SET TASK:
List each line of the records below that contains the word "silhouetted", copying every such line in full.

## start AVAILABLE DATA

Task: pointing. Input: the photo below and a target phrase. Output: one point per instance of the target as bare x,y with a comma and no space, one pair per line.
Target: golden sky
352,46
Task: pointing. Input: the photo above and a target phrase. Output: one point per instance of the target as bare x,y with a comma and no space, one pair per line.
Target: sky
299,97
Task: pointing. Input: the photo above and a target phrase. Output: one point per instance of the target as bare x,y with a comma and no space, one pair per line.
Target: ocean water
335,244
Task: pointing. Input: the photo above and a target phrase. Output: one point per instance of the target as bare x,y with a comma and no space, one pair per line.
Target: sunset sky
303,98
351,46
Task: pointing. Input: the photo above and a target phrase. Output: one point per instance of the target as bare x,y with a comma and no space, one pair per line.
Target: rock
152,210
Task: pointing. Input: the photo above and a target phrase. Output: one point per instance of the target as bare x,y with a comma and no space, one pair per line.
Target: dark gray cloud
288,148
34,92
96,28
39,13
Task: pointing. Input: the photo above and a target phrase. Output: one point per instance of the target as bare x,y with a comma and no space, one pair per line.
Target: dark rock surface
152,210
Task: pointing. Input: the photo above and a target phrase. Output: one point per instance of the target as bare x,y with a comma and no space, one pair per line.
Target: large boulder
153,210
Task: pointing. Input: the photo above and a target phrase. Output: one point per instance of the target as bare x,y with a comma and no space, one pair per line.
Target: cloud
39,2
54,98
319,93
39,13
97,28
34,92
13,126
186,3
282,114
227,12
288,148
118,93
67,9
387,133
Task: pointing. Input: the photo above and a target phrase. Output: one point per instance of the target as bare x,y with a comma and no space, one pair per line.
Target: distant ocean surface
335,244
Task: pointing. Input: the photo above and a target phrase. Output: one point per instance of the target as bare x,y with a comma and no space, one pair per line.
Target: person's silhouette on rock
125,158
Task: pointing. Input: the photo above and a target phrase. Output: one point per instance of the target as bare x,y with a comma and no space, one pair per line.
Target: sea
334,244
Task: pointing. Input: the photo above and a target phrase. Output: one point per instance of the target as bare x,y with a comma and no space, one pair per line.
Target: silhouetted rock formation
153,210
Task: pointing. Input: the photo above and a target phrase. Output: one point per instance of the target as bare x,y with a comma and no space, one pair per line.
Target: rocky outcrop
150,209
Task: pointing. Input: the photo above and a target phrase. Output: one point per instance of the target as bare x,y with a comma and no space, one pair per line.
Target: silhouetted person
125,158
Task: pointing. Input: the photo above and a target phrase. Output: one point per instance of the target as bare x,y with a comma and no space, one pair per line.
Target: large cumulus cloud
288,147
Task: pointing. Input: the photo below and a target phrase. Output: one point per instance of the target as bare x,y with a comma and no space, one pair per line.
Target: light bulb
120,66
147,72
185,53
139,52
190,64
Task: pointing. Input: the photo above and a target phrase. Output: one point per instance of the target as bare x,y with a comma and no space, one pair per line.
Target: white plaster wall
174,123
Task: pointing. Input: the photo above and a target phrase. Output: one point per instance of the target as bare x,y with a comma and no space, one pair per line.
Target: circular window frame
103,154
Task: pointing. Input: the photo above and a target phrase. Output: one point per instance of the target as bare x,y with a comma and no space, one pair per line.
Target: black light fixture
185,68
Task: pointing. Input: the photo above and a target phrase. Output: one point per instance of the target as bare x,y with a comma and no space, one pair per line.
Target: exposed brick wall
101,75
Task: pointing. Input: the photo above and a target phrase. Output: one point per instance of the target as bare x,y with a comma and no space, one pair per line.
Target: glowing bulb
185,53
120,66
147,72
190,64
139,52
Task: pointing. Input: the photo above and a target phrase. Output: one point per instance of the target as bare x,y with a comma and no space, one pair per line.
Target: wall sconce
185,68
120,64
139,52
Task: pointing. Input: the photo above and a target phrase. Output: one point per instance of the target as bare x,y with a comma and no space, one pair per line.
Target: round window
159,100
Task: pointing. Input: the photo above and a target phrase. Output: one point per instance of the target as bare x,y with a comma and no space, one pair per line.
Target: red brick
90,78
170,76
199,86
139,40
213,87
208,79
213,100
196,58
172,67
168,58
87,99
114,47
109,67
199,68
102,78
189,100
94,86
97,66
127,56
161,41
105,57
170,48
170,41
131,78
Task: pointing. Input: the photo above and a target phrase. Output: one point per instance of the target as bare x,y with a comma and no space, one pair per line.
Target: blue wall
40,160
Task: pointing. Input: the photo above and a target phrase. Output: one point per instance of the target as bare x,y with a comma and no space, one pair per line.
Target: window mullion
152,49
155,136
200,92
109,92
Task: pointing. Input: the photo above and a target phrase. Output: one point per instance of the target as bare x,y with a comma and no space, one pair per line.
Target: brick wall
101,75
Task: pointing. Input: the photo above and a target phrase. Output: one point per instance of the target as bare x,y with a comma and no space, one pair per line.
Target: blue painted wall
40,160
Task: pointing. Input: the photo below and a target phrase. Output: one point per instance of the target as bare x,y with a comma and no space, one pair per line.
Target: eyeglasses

## end AVAILABLE DATA

TASK OUTPUT:
Target: silhouetted rock formation
Target: silhouetted person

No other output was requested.